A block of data
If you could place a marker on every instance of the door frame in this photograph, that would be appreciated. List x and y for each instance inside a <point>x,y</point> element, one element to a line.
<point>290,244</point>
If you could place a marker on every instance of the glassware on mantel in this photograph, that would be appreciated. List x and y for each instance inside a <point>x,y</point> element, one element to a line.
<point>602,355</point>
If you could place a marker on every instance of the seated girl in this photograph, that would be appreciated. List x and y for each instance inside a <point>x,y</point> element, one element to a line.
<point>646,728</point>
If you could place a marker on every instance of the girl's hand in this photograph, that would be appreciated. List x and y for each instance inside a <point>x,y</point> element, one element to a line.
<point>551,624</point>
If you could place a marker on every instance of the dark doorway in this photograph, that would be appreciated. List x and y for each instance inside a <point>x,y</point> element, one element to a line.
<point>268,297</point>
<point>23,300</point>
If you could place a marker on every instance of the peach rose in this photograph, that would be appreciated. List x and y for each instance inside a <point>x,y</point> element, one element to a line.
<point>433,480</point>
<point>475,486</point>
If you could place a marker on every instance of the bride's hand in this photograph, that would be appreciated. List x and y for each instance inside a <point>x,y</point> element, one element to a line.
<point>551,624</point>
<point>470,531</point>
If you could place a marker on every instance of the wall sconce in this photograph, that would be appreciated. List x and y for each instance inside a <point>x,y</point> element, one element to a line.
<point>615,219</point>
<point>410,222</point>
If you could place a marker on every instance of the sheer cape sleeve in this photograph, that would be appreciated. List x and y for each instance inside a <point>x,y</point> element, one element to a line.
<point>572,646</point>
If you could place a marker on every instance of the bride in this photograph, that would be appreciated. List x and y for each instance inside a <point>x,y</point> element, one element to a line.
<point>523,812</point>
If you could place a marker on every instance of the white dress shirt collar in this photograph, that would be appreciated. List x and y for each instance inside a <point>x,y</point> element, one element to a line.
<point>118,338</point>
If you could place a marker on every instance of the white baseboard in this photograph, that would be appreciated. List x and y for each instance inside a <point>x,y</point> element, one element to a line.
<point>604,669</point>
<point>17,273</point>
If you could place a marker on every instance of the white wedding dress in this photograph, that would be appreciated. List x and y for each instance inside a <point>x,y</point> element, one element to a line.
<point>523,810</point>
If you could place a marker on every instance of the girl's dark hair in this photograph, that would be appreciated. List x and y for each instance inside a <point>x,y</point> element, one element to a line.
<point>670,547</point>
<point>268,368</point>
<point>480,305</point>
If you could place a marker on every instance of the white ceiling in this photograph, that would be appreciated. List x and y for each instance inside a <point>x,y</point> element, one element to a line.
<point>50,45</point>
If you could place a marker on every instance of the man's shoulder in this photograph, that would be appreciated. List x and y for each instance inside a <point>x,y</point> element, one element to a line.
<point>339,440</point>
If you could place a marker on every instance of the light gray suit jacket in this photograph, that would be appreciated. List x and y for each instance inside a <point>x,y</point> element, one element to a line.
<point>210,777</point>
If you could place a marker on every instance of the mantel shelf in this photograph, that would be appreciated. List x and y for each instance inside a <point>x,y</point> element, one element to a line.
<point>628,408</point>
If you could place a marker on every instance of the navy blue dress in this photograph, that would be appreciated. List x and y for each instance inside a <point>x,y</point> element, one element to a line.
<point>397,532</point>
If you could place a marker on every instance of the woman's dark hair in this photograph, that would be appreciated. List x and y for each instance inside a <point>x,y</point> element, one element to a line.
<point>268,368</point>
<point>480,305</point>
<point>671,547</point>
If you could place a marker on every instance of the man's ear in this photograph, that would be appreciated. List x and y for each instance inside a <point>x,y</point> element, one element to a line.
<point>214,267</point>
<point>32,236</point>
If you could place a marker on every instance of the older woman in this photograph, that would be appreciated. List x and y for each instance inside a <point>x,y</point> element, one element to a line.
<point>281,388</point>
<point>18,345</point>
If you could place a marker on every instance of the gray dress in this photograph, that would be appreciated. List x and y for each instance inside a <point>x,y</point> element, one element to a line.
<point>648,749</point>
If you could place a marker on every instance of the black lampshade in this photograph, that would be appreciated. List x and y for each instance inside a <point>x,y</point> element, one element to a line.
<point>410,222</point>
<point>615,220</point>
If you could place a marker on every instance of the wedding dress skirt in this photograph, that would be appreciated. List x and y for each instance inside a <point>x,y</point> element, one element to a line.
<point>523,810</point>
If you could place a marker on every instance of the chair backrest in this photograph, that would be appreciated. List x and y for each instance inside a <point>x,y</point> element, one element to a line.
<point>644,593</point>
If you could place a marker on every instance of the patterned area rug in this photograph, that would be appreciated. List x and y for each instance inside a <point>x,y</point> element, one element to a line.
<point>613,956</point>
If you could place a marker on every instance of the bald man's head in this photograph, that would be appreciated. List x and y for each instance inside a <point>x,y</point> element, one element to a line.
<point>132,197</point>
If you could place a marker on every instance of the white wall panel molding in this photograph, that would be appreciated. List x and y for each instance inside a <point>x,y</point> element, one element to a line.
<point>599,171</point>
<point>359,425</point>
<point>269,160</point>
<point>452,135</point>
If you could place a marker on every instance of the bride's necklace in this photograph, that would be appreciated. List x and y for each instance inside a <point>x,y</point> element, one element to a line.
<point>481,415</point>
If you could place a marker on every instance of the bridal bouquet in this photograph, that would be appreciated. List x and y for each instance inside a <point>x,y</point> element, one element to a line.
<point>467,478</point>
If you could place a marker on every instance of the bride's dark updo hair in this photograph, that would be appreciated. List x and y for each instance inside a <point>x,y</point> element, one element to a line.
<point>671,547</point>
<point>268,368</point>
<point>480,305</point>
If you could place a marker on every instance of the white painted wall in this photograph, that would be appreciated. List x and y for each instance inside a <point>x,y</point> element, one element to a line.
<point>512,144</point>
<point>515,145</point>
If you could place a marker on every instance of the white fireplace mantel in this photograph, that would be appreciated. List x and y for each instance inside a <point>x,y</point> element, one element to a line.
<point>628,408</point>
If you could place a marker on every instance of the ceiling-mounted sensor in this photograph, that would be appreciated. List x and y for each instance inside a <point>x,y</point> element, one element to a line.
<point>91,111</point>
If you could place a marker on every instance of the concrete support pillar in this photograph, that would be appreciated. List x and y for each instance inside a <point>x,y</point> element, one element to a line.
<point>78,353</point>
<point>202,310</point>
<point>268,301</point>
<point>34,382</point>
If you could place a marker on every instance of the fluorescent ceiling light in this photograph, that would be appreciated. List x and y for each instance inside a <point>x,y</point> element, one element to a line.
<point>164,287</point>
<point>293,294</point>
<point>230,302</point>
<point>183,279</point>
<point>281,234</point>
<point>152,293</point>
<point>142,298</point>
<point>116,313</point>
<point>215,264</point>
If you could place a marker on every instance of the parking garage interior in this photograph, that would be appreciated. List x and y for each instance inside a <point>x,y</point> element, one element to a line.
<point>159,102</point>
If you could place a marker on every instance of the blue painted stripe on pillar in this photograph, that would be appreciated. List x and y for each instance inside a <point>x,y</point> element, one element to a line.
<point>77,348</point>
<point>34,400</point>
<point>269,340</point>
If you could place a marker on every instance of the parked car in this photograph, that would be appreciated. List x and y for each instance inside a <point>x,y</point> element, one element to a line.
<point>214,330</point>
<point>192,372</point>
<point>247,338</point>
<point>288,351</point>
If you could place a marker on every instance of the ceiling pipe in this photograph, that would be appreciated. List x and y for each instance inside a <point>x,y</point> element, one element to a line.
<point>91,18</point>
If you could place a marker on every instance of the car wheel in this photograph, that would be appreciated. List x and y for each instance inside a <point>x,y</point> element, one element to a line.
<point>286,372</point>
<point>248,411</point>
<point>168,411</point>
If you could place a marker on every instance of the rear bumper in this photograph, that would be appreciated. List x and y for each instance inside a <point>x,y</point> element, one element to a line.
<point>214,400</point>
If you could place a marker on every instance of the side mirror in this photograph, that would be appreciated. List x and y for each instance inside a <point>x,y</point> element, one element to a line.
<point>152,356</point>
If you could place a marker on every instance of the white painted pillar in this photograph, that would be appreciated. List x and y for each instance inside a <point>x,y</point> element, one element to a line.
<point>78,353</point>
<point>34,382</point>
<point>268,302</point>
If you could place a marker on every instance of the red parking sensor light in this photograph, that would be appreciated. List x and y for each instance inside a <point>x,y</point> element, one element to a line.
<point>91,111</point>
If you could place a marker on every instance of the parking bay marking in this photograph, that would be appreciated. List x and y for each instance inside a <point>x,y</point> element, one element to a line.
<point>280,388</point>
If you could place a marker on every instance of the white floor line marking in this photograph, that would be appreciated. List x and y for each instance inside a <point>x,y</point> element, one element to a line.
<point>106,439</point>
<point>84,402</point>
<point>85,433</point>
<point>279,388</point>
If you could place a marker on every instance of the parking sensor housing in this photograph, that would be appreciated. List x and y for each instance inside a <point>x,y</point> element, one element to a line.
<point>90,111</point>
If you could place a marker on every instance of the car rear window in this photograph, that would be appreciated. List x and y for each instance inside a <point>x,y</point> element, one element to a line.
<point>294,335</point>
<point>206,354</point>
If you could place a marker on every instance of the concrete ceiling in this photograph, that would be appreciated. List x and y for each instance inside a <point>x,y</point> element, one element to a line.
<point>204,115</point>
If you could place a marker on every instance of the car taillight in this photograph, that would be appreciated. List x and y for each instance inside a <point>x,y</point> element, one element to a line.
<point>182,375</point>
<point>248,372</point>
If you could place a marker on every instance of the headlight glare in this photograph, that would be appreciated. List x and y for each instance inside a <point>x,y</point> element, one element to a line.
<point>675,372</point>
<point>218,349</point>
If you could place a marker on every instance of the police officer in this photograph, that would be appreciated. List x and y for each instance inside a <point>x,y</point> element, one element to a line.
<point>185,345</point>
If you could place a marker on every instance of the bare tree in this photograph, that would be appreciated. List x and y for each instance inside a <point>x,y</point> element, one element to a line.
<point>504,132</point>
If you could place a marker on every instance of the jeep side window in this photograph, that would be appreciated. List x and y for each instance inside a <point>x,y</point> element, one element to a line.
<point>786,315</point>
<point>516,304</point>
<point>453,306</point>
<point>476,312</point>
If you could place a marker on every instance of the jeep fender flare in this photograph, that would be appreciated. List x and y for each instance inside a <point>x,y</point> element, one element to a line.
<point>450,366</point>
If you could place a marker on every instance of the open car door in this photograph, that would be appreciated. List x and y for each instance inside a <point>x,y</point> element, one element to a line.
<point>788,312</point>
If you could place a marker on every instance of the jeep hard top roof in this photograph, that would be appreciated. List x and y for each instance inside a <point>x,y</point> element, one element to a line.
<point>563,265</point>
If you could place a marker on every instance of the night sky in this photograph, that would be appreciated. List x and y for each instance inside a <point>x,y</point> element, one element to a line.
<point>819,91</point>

== What needs to be done ==
Reproduce the data from its start through the line containing "<point>602,355</point>", substituting "dot" for "marker" and leaving everything else unchanged.

== The solution ==
If you could place a dot on every instance of the door frame in this photograph, that would be appreciated. List x and y for each instance inside a <point>x,y</point> element, one element to a line.
<point>290,244</point>
If you could place a dot on every instance of the glassware on mantel in this photograph, that would be appreciated. List x and y for each instance inside a <point>x,y</point> element, one element to a line.
<point>602,355</point>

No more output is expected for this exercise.